▶ **TASK DESCRIPTION**
Extract the opening lines of the material below, starting at its very first line and stopping after the line that contains "box: [709, 804, 900, 1097]", and reproduce them character for character.

——————

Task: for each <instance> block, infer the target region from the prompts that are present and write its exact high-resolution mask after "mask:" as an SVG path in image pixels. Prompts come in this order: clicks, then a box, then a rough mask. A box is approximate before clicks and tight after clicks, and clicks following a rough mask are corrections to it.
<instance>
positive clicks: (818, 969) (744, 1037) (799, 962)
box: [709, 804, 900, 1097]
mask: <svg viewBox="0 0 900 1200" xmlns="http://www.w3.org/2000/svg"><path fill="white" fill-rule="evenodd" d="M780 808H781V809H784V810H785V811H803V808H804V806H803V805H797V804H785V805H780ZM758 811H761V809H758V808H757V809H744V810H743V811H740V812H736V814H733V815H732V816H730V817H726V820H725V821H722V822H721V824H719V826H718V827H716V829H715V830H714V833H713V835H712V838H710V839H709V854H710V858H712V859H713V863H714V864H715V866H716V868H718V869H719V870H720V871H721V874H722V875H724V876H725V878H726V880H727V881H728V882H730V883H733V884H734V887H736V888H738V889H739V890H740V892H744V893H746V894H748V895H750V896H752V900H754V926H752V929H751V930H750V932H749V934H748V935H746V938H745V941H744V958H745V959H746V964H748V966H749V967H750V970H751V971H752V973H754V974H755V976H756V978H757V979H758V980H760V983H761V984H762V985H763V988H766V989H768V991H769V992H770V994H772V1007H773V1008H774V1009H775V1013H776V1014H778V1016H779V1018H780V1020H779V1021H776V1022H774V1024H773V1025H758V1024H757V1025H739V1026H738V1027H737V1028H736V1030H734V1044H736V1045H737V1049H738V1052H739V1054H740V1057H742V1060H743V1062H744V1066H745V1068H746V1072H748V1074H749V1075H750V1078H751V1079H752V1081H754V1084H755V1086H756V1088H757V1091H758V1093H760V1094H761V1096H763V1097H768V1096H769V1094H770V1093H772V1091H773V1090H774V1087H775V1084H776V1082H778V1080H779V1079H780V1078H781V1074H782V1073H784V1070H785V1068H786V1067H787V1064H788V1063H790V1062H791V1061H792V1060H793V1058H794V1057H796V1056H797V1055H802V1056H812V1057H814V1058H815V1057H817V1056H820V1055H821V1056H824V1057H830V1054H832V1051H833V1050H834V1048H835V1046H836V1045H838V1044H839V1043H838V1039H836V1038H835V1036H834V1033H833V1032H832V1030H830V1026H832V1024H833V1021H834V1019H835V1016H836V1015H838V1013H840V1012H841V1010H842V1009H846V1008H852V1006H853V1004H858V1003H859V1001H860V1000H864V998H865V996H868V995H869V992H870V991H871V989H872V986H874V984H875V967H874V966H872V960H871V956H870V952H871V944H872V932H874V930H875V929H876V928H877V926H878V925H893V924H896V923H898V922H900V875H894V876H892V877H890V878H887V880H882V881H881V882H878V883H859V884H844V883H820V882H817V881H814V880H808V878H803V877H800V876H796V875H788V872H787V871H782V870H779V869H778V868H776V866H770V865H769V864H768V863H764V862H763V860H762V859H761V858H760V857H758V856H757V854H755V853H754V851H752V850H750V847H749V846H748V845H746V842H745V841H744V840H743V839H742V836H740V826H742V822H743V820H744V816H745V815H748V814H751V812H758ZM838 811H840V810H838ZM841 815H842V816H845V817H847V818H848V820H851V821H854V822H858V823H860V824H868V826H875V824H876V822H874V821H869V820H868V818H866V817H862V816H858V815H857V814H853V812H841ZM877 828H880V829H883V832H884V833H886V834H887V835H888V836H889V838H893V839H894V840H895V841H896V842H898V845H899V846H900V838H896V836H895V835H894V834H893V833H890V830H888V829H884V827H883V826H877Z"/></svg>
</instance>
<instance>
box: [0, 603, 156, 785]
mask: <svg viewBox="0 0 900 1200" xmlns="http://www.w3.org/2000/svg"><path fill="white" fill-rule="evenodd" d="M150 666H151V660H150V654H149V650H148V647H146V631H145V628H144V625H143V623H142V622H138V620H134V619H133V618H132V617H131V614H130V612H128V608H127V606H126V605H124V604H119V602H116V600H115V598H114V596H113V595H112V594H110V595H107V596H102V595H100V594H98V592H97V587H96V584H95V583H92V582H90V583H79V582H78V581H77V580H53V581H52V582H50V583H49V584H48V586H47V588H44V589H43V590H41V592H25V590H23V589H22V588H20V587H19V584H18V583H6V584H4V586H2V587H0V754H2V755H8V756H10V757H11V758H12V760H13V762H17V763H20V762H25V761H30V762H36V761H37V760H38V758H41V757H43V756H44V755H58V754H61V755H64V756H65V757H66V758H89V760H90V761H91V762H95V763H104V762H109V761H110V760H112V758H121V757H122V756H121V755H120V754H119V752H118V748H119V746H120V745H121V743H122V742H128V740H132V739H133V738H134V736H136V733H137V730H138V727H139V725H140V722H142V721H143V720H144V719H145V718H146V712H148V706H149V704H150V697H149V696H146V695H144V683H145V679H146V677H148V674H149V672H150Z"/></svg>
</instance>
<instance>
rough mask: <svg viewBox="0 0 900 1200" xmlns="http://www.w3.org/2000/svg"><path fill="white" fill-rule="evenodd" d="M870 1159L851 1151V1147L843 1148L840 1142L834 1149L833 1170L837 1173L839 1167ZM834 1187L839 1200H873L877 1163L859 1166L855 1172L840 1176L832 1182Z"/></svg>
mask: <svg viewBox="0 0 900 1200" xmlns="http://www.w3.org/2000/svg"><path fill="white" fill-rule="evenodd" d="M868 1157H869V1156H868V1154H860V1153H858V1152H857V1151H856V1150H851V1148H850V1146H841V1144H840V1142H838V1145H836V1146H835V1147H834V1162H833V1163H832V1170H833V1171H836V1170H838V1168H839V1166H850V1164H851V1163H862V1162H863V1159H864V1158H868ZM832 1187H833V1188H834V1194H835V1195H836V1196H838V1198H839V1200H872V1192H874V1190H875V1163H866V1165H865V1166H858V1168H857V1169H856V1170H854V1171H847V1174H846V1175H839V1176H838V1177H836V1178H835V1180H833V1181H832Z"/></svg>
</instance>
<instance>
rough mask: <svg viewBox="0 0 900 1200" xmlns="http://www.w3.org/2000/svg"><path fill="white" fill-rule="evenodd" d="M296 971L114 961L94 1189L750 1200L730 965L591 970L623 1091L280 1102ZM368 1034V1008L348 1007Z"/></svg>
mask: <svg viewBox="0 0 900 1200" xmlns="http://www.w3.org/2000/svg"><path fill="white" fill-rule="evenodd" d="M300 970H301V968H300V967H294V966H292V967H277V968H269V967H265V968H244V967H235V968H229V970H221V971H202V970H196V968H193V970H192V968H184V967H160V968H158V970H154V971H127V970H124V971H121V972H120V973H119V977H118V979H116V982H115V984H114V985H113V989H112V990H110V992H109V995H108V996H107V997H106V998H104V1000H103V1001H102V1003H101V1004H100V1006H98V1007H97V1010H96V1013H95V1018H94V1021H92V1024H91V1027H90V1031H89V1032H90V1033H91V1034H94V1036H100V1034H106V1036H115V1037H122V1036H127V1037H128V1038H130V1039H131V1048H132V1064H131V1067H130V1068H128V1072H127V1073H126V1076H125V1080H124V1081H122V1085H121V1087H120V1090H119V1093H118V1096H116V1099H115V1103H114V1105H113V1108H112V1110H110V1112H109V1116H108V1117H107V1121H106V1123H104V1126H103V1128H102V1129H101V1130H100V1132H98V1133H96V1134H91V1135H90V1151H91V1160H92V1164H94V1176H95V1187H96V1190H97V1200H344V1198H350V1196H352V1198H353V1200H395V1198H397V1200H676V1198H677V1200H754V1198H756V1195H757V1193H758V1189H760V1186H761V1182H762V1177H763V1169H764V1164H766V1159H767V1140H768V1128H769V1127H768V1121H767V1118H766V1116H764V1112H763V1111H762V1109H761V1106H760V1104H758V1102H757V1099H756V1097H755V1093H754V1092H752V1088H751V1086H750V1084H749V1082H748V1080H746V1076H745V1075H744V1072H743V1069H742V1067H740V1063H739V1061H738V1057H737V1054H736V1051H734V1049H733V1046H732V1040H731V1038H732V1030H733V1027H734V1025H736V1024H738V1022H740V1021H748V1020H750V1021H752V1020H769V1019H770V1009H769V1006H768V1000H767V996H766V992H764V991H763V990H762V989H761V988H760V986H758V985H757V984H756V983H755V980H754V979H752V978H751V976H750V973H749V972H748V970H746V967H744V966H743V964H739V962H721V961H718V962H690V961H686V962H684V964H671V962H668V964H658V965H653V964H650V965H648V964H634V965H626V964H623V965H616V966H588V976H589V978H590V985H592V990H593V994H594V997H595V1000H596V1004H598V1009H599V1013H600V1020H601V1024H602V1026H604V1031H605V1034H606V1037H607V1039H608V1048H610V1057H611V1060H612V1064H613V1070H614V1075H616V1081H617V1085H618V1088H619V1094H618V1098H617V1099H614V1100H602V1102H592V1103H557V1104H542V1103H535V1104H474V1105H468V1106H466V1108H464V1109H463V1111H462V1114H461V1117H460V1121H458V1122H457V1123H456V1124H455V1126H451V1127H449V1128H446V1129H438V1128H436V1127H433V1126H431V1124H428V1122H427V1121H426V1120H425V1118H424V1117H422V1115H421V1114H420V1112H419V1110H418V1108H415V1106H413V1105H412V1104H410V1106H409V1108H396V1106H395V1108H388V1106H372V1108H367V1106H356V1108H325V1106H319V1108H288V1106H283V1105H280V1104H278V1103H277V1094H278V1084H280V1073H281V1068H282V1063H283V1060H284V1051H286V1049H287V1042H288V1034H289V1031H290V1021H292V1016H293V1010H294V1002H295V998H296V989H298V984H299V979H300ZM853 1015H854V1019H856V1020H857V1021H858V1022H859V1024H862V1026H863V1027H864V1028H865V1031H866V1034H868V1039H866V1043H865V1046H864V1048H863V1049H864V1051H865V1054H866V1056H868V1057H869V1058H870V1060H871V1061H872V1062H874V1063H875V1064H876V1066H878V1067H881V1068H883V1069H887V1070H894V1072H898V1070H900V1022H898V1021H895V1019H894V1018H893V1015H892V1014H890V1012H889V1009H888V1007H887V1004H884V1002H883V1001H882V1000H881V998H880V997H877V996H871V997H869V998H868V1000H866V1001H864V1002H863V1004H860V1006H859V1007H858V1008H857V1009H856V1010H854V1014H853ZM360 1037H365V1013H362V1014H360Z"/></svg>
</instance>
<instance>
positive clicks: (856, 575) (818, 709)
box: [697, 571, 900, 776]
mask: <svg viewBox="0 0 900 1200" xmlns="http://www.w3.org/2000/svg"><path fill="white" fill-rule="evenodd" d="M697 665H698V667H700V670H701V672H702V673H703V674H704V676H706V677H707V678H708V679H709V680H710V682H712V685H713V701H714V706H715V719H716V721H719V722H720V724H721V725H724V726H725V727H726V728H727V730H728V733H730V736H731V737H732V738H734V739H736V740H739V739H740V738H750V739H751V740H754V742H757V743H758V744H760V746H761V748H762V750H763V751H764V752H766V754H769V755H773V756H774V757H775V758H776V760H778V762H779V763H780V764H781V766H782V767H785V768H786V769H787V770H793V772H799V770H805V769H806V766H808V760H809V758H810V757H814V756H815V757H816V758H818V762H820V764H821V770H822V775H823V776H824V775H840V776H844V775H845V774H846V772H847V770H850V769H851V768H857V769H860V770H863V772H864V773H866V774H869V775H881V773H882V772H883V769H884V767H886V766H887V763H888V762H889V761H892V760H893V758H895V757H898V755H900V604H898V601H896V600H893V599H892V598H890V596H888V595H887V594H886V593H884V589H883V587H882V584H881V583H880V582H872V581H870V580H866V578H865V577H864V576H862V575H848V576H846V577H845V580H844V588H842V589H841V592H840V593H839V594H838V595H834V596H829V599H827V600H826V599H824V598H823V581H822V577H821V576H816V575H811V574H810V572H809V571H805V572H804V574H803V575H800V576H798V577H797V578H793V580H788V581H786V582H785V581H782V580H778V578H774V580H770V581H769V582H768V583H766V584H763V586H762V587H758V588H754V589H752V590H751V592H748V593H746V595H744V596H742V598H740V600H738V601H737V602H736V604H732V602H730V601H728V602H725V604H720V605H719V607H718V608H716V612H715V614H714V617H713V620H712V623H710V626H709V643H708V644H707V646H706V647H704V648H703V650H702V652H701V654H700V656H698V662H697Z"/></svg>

——————

▶ **RESPONSE TO THE TASK**
Task: for each <instance> block, infer the target region from the prompts that are present and write its exact high-resolution mask after "mask:" as an SVG path in image pixels. Prompts come in this order: clicks, then a box, then a rough mask. A box is approximate before clicks and tight after clicks, and clicks following a rough mask are corrections to it.
<instance>
positive clicks: (818, 969) (744, 1037) (799, 962)
box: [709, 804, 900, 1097]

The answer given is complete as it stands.